* _Work request_:
First find the line with "Where on this screen is the snow-capped" in the entries below, then set down exactly every line through the line with "Where on this screen is the dark green", that line included.
Content starts
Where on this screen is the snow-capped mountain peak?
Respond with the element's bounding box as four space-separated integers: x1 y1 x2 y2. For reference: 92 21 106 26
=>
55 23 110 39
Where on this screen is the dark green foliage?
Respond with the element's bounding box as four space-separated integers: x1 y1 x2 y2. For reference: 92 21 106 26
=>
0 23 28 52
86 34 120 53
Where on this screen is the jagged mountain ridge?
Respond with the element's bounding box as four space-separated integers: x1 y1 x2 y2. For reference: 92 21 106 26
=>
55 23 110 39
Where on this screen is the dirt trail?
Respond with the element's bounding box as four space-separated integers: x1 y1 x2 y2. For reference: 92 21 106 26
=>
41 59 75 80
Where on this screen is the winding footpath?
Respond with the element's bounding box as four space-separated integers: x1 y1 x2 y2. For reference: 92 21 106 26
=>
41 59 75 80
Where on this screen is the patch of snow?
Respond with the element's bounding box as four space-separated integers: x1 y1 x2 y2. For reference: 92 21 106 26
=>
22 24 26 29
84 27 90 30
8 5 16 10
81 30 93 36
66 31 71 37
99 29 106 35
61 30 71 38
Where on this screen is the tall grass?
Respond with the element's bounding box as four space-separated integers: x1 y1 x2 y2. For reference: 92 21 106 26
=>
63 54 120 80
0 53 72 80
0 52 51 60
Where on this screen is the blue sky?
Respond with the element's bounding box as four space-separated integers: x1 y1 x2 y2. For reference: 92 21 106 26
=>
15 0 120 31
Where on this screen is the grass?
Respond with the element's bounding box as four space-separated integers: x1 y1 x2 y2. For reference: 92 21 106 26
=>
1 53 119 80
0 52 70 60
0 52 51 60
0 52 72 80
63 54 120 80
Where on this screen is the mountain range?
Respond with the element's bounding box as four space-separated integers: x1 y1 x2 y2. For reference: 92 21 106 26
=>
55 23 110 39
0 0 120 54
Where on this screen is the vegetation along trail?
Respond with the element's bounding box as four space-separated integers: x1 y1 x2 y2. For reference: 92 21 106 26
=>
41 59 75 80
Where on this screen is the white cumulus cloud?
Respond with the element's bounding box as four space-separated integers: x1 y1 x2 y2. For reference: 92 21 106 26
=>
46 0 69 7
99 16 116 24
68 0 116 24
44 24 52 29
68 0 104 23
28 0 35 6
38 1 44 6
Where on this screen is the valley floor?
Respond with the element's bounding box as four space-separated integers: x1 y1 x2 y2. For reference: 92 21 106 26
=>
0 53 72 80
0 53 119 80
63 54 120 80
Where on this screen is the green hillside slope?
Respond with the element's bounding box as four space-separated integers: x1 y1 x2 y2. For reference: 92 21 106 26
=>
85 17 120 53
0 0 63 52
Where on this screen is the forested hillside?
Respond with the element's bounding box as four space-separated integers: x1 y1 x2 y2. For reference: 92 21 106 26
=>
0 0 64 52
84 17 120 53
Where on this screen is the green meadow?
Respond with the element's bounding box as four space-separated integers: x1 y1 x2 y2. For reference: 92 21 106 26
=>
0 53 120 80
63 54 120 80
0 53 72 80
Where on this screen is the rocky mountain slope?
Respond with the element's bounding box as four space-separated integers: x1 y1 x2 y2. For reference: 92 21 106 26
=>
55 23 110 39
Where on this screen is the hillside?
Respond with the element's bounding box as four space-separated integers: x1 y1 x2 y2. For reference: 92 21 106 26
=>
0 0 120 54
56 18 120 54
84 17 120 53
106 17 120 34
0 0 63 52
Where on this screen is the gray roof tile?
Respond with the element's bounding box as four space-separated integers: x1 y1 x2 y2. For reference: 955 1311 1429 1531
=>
Content ends
Content starts
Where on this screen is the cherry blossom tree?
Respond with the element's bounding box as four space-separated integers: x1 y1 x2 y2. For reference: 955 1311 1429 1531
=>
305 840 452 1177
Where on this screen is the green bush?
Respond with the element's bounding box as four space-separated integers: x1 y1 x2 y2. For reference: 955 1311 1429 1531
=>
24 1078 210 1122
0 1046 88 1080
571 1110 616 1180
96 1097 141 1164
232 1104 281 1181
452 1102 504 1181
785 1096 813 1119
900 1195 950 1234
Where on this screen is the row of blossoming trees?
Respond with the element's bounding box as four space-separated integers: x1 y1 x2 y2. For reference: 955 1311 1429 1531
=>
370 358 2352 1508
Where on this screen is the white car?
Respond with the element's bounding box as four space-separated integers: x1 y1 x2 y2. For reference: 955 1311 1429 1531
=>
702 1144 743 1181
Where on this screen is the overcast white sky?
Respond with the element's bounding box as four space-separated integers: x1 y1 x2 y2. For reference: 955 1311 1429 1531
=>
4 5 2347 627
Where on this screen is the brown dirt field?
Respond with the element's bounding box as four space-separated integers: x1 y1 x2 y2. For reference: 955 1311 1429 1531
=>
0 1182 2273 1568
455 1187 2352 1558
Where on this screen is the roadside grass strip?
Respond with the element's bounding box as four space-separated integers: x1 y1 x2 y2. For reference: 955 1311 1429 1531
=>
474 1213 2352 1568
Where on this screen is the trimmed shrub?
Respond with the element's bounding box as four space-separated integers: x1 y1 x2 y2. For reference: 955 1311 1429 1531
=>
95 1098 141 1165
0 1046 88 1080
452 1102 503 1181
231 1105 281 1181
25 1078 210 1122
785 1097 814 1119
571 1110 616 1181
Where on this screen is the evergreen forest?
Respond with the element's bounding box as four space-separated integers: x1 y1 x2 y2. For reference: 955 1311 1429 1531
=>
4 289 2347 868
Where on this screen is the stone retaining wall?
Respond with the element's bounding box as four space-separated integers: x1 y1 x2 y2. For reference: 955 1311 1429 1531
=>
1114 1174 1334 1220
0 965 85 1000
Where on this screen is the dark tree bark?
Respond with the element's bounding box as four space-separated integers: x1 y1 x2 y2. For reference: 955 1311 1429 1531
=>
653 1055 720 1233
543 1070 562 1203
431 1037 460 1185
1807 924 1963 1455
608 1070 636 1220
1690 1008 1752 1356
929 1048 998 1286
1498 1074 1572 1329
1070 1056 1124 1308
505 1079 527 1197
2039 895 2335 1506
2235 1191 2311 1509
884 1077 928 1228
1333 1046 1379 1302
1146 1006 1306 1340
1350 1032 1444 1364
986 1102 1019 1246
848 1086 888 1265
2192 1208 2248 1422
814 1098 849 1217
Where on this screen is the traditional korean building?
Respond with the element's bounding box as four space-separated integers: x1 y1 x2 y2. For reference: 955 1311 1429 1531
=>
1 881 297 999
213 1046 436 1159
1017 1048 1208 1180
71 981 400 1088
Content ends
Content starts
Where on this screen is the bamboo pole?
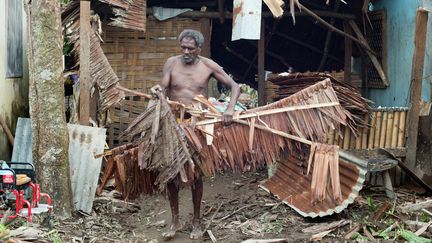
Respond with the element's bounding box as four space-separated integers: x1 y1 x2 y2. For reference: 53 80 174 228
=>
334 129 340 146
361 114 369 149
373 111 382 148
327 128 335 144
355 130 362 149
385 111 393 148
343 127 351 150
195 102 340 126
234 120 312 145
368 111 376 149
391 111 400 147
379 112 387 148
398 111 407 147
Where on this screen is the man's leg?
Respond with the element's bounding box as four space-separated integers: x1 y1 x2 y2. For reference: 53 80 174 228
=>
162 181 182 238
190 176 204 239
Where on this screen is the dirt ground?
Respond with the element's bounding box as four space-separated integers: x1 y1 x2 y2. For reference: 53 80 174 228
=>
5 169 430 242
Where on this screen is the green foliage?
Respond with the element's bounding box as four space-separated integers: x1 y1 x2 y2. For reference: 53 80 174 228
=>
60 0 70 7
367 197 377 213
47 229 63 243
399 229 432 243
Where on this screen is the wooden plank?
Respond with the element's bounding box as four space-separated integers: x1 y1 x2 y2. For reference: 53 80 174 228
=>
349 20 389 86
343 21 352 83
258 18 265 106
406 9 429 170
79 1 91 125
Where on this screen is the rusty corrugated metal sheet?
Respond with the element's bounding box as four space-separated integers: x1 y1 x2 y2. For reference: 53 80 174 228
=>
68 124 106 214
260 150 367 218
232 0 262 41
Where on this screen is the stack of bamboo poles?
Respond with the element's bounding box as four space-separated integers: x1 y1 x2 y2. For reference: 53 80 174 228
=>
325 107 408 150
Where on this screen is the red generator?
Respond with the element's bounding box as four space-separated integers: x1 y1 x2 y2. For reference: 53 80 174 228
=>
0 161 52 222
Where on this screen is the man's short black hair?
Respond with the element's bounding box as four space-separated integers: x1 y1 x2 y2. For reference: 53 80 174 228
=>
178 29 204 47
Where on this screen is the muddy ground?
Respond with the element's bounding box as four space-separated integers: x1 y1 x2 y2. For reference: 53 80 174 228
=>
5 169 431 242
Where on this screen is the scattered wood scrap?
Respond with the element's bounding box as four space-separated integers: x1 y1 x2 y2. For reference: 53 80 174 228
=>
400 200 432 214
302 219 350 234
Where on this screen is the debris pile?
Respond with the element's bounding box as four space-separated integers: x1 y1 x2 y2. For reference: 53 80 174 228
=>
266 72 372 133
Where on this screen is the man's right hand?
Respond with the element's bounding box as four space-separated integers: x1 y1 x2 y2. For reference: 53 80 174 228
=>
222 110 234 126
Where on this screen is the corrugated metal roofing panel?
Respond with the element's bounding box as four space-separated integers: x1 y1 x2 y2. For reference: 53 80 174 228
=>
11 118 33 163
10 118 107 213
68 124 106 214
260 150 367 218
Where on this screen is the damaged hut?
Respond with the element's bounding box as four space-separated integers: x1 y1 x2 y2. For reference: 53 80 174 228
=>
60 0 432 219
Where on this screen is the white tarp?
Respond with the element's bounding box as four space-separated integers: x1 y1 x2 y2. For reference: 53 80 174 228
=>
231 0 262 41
Content ends
* _Worked solution_:
Where on this screen is the snow-capped mountain peak?
Respond with the element's bounding box as four space-separated integers: x1 y1 x2 y2. For reference: 92 21 106 26
=>
55 23 110 39
Where on this screen is the dark green foliage?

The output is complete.